--- start of SELECTION ---
Destination Compute node capacity
The destination Compute node must have sufficient capacity to host the instance that you want to migrate.
SR-IOV live migration
Instances with SR-IOV-based network interfaces can be live migrated. Live migrating instances with direct mode SR-IOV network interfaces incurs network downtime. This is because the direct mode interfaces need to be detached and re-attached during the migration.
Packet loss on ML2/OVN deployments

ML2/OVN does not support live migration without packet loss. This is because OVN cannot handle multiple port bindings and therefore does not know when a port is being migrated.

To minimize package loss during live migration, configure your ML2/OVN deployment to announce the instance on the destination host once migration is complete:

parameter_defaults:
  ComputeExtraConfig:
    nova::config::nova_config:
      workarounds/enable_qemu_monitor_announce_self:
        value: 'True'
Live migration on ML2/OVS deployments
During the live migration process, when the virtual machine is unpaused in the destination host, the metadata service might not be available because the metadata server proxy has not yet spawned. This unavailability is brief. The service becomes available momentarily and the live migration succeeds.
Constraints that preclude live migration
You cannot live migrate an instance that uses the following features.
PCI passthrough
QEMU/KVM hypervisors support attaching PCI devices on the Compute node to an instance. Use PCI passthrough to give an instance exclusive access to PCI devices, which appear and behave as if they are physically attached to the operating system of the instance. However, because PCI passthrough involves direct access to the physical devices, QEMU/KVM does not support live migration of instances using PCI passthrough.
Port resource requests

You cannot live migrate an instance that uses a port that has resource requests, such as a guaranteed minimum bandwidth QoS policy. Use the following command to check if a port has resource requests:

$ openstack port show <port_name/port_id>

16.3.3. Preparing to migrate

Before you migrate one or more instances, you need to determine the Compute node names and the IDs of the instances to migrate.

Procedure

  1. Identify the source Compute node host name and the destination Compute node host name:

    (undercloud)$ source ~/overcloudrc
    (overcloud)$ openstack compute service list
  2. List the instances on the source Compute node and locate the ID of the instance or instances that you want to migrate:

    (overcloud)$ openstack server list --host <source> --all-projects

    Replace <source> with the name or ID of the source Compute node.

  3. Optional: If you are migrating instances from a source Compute node to perform maintenance on the node, you must disable the node to prevent the scheduler from assigning new instances to the node during maintenance:

    (overcloud)$ openstack compute service set <source> nova-compute --disable

    Replace <source> with the host name of the source Compute node.

You are now ready to perform the migration. Follow the required procedure detailed in Cold migrating an instance or Live migrating an instance.
--- end of SELECTION ---
* **WHAT TO DO**
**A)** Extract the passage of the migration excerpt between "(overcloud)$ openstack server" and "name of the source Compute node.", inclusive.
**B)** For each statement, say yes or no according to the migration excerpt, and quote the words that decide it: (i) ML2/OVN supports live migration without packet loss. (ii) On ML2/OVS deployments, the metadata service is unavailable only briefly during live migration. (iii) QEMU/KVM supports live migration of instances that use PCI passthrough.
**C)** List every command in the migration excerpt that begins with the word "openstack", leaving out any prompt that comes before it.
The items that follow are separate material and are not part of the migration excerpt.
--- start of EXTRACTED MATERIAL ---
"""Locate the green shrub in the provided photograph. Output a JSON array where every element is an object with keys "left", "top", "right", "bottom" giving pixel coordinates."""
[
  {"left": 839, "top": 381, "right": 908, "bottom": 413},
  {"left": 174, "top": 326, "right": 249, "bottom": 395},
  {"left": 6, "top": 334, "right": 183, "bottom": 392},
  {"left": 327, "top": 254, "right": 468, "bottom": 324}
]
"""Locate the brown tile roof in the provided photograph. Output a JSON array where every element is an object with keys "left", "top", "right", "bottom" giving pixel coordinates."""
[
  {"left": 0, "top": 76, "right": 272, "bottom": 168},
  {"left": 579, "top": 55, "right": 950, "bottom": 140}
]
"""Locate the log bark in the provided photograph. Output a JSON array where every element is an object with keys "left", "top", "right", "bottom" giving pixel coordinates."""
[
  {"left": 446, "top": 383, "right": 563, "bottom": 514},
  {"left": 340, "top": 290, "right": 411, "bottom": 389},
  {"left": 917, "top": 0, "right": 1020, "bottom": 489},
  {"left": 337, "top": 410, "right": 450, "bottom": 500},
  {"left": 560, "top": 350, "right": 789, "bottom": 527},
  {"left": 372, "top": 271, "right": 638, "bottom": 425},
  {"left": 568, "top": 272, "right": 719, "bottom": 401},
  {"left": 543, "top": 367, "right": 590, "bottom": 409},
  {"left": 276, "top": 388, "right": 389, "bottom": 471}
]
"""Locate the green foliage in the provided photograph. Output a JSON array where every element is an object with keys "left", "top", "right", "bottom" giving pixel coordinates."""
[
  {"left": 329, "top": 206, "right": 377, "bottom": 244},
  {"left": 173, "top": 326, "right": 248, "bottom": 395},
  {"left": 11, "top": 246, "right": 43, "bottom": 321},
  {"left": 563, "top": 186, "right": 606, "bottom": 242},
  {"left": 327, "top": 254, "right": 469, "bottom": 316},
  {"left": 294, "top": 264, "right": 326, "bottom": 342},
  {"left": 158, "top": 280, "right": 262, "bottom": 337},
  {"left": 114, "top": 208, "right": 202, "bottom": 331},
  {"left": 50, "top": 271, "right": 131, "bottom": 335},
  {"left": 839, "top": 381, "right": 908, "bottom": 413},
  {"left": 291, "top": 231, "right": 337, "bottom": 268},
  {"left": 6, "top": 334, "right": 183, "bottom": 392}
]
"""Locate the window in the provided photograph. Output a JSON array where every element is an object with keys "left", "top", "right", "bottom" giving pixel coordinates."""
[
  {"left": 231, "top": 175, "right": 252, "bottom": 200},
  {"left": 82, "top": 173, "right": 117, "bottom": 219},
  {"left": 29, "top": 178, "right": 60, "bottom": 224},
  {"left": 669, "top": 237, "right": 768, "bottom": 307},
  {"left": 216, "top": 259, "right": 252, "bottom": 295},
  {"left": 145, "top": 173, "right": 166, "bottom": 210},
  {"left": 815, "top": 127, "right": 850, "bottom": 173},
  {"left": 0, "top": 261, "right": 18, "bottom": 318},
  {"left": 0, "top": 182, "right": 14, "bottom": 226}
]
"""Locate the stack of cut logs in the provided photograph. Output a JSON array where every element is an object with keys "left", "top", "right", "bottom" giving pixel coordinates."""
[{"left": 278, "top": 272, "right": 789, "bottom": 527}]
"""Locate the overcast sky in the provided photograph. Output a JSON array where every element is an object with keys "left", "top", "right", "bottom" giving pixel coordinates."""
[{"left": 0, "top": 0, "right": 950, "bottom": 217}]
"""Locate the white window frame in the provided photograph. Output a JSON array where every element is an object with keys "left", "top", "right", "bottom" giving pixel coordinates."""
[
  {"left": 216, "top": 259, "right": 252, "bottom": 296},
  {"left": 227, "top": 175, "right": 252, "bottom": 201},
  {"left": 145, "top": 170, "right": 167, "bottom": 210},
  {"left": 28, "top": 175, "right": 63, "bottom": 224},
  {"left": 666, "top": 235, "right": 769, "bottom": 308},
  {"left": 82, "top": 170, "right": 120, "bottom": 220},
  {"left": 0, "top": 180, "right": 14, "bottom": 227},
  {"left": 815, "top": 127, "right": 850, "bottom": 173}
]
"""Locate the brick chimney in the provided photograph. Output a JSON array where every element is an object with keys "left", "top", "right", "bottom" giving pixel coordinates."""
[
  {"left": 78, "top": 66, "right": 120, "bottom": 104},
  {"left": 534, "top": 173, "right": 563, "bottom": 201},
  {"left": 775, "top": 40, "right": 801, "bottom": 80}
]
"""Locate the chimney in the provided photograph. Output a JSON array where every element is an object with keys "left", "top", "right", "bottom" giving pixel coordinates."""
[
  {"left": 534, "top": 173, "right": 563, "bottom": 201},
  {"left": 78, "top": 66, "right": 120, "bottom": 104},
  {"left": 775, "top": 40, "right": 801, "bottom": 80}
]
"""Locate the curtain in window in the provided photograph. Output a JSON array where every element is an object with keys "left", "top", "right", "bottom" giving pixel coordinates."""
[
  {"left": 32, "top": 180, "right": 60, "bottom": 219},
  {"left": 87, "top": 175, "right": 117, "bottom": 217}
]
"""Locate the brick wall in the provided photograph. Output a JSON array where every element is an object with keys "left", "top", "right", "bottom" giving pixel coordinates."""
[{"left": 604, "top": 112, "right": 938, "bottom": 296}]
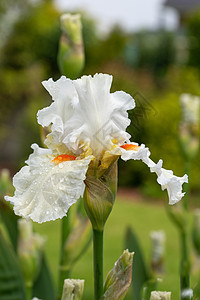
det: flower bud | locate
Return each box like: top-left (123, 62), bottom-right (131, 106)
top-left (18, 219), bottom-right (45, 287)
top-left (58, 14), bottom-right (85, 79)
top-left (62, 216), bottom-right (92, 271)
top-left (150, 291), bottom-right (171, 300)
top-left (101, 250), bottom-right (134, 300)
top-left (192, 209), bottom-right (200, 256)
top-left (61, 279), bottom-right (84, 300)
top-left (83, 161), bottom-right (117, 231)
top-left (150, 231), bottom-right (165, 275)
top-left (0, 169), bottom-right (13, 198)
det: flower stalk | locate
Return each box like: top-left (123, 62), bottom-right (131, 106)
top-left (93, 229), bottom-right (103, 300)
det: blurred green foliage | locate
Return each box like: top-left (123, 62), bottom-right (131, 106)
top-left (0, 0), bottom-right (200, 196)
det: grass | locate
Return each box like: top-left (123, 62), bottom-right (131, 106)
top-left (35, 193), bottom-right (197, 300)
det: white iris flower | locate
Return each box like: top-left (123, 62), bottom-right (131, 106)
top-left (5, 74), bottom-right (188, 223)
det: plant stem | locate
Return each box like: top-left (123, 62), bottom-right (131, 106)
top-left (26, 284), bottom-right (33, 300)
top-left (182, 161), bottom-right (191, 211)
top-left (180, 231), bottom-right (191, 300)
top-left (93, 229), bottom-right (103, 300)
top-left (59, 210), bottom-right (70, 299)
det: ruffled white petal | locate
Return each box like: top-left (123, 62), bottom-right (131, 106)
--- end of EXTRACTED MATERIAL ---
* **EXERCISE ANSWERS**
**A)**
(overcloud)$ openstack server list --host <source> --all-projects

    Replace <source> with the name or ID of the source Compute node.

  3. Optional: If you are migrating instances from a source Compute node to perform maintenance on the node, you must disable the node to prevent the scheduler from assigning new instances to the node during maintenance:

    (overcloud)$ openstack compute service set <source> nova-compute --disable

    Replace <source> with the host name of the source Compute node.

**B)**
(i) No: "ML2/OVN does not support live migration without packet loss."
(ii) Yes: "This unavailability is brief."
(iii) No: "QEMU/KVM does not support live migration of instances using PCI passthrough."

**C)**
openstack port show <port_name/port_id>
openstack compute service list
openstack server list --host <source> --all-projects
openstack compute service set <source> nova-compute --disable